▸ **Passage to read**
>>>

# Borton Moto Boots



## bseracka (Nov 14, 2011)

you're over-tightening, or have pressure points cutting off circulation. if you're intentionally over-tightening that indicates a poor fitting boot, or exuberance


----------



## Mat (Oct 25, 2013)

any fixes or just cut my losses?


----------



## tacka (Jun 3, 2013)

Are you sure it's a boot problem? When my feet are getting numb from riding it's usually over-tightened binding straps.


----------



## hktrdr (Apr 3, 2012)

Mat said:


> any fixes or just cut my losses?


Simple fixes: Try tightening your boots and/or bindings less...


----------



## Lamps (Sep 3, 2011)

hktrdr said:


> Simple fixes: Try tightening your boots and/or bindings less...


Hahahahaha:bowdown:


----------



## corneilli (Nov 26, 2012)

I had the same thing with my Moto's (I'm only having it when I'm taking skitows). Just don't push your binding strap to the limits and don't over-thight your boots and it should be fixed. If the problem only occurs in one foot, it might also be an indication of bad technique. Maybe you're putting to much pressure on one foot?


----------



## BurtonAvenger (Aug 14, 2007)

Boots too big, boots too tight, lack of arch support, you're stuffing your base layers into your boot and thus cutting off circulation, wrong socks, dildo toes, etc. etc. 

Honestly start with pulling the stock insoles out and shove something aftermarket in there like Remind.


----------



## slyder (Jan 18, 2010)

what are your binding angles at. When I was experimenting trying to dial in my binding angles I found that I got a lot of foot pain/discomfort at a certain angle. Not sure but may be a possibility for you as well

Plus read up on proper boot fitment there are a ton of posts here about this. Did you buy them new at an actual store, if so go back and have them fit you properly or double check the fitment.

<<<

▸ **Task set**
1. In the forum thread on Burton Moto boots, what aftermarket insole does BurtonAvenger suggest using in place of the stock insoles?
2. Rewrite the listing below from the line holding "Timed drill: list bounding boxes for every person" through the end of the listing, inclusive, changing "Timed drill" to "Speed round" and keeping everything else the same.

▸ **Dataset records**
>>>

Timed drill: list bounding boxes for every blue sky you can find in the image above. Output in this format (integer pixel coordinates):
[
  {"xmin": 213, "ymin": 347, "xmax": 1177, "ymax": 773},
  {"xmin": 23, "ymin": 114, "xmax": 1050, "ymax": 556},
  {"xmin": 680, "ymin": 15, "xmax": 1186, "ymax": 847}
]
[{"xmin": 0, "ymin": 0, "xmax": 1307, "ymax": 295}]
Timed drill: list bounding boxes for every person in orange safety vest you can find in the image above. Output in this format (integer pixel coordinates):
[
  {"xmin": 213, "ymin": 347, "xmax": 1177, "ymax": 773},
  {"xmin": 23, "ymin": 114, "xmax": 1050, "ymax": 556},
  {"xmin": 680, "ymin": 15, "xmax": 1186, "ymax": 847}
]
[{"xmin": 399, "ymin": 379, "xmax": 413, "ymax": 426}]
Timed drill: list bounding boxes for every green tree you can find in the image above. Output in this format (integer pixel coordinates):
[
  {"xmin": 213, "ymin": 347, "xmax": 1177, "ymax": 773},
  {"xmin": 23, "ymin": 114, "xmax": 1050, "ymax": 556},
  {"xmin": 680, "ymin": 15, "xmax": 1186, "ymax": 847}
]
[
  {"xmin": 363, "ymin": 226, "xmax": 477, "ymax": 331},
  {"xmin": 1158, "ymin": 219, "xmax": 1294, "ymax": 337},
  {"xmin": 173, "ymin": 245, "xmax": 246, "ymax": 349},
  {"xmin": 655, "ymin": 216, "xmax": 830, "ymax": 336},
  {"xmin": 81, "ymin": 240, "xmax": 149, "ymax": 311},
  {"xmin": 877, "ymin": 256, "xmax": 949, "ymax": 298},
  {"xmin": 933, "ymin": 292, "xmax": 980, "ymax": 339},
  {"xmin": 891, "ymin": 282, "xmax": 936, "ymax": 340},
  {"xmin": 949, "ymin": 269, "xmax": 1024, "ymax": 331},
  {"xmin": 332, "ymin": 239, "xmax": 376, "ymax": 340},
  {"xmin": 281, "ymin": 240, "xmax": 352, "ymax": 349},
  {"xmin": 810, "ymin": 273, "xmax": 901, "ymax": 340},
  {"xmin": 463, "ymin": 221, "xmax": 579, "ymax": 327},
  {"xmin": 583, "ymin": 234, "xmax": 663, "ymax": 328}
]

<<<

▸ **Task responses**
1. Remind

2.
Speed round: list bounding boxes for every person in orange safety vest you can find in the image above. Output in this format (integer pixel coordinates):
[
  {"xmin": 213, "ymin": 347, "xmax": 1177, "ymax": 773},
  {"xmin": 23, "ymin": 114, "xmax": 1050, "ymax": 556},
  {"xmin": 680, "ymin": 15, "xmax": 1186, "ymax": 847}
]
[{"xmin": 399, "ymin": 379, "xmax": 413, "ymax": 426}]
Speed round: list bounding boxes for every green tree you can find in the image above. Output in this format (integer pixel coordinates):
[
  {"xmin": 213, "ymin": 347, "xmax": 1177, "ymax": 773},
  {"xmin": 23, "ymin": 114, "xmax": 1050, "ymax": 556},
  {"xmin": 680, "ymin": 15, "xmax": 1186, "ymax": 847}
]
[
  {"xmin": 363, "ymin": 226, "xmax": 477, "ymax": 331},
  {"xmin": 1158, "ymin": 219, "xmax": 1294, "ymax": 337},
  {"xmin": 173, "ymin": 245, "xmax": 246, "ymax": 349},
  {"xmin": 655, "ymin": 216, "xmax": 830, "ymax": 336},
  {"xmin": 81, "ymin": 240, "xmax": 149, "ymax": 311},
  {"xmin": 877, "ymin": 256, "xmax": 949, "ymax": 298},
  {"xmin": 933, "ymin": 292, "xmax": 980, "ymax": 339},
  {"xmin": 891, "ymin": 282, "xmax": 936, "ymax": 340},
  {"xmin": 949, "ymin": 269, "xmax": 1024, "ymax": 331},
  {"xmin": 332, "ymin": 239, "xmax": 376, "ymax": 340},
  {"xmin": 281, "ymin": 240, "xmax": 352, "ymax": 349},
  {"xmin": 810, "ymin": 273, "xmax": 901, "ymax": 340},
  {"xmin": 463, "ymin": 221, "xmax": 579, "ymax": 327},
  {"xmin": 583, "ymin": 234, "xmax": 663, "ymax": 328}
]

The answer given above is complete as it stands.